TASK TO COMPLETE
Print the line containing "Flag each dirt" and each line after it through the end, please, with nothing added.

RECORDS FOR THE EXERCISE
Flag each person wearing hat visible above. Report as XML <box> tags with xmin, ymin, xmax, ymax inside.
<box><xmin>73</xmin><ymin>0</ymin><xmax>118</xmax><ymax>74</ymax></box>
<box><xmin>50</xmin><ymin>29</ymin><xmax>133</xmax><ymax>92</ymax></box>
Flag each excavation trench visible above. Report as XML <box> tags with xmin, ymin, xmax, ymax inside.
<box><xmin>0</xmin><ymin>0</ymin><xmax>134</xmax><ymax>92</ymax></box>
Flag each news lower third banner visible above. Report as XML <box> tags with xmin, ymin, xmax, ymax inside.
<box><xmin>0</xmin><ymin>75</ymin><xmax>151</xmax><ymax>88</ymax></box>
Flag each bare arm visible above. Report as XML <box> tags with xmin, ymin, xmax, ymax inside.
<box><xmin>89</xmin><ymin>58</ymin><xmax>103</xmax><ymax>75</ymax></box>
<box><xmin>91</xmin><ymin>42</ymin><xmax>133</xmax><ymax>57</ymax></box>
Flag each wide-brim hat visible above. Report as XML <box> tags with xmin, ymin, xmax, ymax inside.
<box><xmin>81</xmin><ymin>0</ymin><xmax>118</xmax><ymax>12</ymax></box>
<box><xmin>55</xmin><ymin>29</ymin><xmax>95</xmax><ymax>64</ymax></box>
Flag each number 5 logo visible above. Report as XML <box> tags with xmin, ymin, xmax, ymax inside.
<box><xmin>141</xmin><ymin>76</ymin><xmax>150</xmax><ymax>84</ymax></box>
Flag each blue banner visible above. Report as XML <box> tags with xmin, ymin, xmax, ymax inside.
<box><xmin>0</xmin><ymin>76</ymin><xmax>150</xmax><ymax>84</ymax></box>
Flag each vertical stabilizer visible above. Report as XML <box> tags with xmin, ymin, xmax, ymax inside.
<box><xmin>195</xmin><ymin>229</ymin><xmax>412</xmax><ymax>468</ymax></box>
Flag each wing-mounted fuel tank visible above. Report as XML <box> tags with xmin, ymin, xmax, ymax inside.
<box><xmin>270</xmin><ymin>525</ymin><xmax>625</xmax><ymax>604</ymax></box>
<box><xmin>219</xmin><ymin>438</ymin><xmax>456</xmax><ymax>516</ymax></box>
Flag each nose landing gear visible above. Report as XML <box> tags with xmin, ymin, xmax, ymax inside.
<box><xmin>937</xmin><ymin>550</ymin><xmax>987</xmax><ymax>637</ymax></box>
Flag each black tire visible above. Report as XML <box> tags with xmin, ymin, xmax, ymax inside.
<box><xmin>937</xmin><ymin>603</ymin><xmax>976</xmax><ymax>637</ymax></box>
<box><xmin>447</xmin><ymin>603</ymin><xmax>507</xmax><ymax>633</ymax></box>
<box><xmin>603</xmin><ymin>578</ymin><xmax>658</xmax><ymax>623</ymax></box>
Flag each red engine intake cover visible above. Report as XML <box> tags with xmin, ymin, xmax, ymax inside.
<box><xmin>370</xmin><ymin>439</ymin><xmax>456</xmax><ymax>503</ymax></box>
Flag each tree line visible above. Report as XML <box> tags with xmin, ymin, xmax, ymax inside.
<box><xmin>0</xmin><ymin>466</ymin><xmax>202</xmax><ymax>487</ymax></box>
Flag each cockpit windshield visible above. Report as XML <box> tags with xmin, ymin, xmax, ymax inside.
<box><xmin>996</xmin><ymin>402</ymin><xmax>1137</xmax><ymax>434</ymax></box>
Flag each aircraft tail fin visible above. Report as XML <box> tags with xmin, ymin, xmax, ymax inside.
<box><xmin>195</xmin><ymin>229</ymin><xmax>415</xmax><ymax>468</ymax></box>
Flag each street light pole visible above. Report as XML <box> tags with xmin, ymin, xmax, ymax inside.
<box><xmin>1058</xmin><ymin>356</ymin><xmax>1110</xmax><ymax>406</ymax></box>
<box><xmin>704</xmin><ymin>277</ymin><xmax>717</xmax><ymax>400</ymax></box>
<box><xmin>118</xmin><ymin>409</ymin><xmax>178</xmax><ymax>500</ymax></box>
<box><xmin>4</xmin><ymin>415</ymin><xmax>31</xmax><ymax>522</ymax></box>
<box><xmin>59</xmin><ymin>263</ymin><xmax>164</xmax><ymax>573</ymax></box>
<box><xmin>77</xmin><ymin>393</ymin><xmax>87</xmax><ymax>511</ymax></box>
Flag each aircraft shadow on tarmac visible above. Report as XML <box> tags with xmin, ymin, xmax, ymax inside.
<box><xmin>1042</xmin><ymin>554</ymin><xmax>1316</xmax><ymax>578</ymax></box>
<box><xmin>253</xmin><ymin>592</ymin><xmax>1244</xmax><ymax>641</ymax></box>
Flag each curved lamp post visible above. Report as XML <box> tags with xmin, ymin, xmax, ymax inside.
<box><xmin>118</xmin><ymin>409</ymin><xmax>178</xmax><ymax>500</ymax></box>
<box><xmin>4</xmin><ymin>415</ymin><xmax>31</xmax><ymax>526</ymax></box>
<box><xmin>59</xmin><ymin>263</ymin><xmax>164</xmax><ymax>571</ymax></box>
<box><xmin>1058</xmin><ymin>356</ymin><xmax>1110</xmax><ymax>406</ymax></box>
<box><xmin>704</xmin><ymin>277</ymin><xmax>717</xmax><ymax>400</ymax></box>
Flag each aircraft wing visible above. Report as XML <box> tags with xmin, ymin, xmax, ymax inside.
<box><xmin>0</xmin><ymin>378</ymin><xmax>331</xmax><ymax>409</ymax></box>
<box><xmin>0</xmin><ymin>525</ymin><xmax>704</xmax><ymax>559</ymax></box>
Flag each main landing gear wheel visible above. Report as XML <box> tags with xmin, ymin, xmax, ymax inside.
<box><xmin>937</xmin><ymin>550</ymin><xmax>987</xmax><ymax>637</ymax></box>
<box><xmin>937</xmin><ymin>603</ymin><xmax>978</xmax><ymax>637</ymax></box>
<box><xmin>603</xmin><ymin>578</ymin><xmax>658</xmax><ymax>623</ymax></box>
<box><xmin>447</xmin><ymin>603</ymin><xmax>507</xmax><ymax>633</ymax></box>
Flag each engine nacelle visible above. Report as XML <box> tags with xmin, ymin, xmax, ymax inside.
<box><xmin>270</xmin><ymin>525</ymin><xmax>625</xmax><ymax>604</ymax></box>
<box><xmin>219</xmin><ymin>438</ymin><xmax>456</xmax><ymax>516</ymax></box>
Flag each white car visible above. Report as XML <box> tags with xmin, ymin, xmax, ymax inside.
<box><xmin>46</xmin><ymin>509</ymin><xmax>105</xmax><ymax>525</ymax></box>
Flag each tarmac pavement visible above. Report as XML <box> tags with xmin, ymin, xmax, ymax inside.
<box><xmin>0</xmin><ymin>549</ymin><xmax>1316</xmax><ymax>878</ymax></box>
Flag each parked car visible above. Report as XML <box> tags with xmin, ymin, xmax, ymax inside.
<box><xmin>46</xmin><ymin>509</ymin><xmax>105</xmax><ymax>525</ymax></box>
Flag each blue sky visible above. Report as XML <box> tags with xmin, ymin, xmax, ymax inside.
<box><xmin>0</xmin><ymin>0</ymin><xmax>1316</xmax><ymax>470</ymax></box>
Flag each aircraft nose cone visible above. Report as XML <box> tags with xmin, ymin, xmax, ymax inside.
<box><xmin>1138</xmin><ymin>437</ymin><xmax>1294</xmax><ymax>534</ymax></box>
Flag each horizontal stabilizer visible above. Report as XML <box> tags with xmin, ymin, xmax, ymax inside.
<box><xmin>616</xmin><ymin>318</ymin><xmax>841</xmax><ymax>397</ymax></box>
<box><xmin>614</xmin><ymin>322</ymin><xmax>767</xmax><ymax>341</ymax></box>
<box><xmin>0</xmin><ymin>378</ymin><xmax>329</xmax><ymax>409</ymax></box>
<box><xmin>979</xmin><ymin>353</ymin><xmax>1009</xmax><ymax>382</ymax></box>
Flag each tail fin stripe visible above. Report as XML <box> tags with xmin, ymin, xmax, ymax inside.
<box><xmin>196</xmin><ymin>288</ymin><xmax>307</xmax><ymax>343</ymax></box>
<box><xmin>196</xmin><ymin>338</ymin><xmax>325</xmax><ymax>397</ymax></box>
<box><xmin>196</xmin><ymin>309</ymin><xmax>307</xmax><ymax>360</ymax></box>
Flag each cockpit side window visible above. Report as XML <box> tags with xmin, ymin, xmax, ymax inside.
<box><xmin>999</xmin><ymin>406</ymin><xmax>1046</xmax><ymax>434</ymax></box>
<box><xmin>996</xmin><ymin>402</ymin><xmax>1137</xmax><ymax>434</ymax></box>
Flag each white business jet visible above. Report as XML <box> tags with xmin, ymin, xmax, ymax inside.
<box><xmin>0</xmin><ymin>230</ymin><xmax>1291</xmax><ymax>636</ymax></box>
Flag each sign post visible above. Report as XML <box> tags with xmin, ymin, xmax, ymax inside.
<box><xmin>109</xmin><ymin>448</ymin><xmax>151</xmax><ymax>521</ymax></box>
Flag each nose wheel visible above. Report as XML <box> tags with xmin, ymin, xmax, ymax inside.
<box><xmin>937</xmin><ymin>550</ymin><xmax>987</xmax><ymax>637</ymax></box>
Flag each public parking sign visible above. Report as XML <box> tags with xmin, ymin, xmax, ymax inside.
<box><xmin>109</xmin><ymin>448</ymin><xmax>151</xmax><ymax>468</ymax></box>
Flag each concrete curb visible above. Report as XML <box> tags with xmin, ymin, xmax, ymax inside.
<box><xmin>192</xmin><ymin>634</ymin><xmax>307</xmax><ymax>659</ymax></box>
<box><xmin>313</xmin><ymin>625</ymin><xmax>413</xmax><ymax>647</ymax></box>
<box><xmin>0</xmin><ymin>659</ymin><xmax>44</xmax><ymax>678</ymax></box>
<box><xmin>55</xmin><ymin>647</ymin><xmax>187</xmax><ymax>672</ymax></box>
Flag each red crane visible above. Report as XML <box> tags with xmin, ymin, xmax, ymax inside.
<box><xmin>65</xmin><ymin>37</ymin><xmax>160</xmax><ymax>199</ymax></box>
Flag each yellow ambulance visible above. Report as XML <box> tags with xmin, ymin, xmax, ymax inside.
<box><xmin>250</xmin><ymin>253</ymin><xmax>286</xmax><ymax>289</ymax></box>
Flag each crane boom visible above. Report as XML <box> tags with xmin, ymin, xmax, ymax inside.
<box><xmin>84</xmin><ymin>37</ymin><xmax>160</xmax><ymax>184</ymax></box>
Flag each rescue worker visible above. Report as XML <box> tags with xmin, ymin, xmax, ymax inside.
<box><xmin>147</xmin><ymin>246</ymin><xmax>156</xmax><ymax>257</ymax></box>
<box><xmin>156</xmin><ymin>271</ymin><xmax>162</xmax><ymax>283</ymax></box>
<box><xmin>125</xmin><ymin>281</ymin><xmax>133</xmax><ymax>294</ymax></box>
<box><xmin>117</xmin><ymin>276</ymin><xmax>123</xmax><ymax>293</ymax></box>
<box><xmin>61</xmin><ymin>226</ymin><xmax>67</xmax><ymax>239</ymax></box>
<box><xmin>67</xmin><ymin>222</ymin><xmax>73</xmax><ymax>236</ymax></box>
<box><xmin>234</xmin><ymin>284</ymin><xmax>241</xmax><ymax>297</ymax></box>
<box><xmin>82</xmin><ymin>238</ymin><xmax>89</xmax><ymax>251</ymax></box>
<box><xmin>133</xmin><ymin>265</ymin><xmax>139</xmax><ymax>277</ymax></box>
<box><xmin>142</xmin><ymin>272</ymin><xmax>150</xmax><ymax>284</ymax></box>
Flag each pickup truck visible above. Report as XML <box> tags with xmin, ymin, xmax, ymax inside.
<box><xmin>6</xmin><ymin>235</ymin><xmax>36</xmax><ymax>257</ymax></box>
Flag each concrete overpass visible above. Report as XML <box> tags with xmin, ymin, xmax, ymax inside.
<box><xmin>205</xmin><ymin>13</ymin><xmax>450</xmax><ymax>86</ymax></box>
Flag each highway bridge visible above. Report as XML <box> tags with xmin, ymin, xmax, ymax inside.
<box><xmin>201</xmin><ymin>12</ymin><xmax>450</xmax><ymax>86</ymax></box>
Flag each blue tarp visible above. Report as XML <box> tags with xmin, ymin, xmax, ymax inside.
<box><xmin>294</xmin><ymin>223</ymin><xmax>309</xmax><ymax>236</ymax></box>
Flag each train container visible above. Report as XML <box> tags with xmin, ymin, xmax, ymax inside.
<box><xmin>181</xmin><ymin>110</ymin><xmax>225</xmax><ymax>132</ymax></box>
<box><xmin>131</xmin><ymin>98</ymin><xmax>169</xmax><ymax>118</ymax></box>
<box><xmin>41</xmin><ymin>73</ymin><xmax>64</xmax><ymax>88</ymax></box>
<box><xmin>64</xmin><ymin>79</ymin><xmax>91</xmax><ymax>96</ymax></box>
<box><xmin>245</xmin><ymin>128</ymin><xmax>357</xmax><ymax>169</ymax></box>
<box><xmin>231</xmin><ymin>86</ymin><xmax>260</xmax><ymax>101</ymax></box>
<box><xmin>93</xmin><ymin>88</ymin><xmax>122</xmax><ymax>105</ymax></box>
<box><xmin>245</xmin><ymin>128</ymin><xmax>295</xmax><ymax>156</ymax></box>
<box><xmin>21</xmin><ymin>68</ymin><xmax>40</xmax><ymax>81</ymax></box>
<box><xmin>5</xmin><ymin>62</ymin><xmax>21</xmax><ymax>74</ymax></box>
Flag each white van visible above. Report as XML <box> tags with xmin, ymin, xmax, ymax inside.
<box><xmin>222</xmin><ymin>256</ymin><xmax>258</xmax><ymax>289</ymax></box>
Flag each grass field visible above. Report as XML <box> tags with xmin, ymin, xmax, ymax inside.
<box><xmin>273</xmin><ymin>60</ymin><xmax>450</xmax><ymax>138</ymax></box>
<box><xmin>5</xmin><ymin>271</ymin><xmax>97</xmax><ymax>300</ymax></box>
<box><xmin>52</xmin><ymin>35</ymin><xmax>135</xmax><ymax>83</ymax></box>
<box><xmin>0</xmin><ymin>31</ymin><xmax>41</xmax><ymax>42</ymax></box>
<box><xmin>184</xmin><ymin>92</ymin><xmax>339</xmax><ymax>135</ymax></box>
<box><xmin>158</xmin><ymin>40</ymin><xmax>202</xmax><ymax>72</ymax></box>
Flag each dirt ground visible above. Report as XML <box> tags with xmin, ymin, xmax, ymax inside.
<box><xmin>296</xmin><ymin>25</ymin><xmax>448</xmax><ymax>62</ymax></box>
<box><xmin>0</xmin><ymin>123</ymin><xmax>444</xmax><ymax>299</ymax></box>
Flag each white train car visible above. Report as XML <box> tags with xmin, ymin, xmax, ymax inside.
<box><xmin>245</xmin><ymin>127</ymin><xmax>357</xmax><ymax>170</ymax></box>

CORRECT RESPONSE
Flag each dirt ground visible above. Report as XML <box> tags with xmin, ymin, xmax, ymax inside.
<box><xmin>296</xmin><ymin>25</ymin><xmax>448</xmax><ymax>62</ymax></box>
<box><xmin>0</xmin><ymin>123</ymin><xmax>444</xmax><ymax>299</ymax></box>
Flag each white train car visible above. Report as XML <box> tags with xmin, ymin, xmax, ymax inside.
<box><xmin>245</xmin><ymin>127</ymin><xmax>357</xmax><ymax>170</ymax></box>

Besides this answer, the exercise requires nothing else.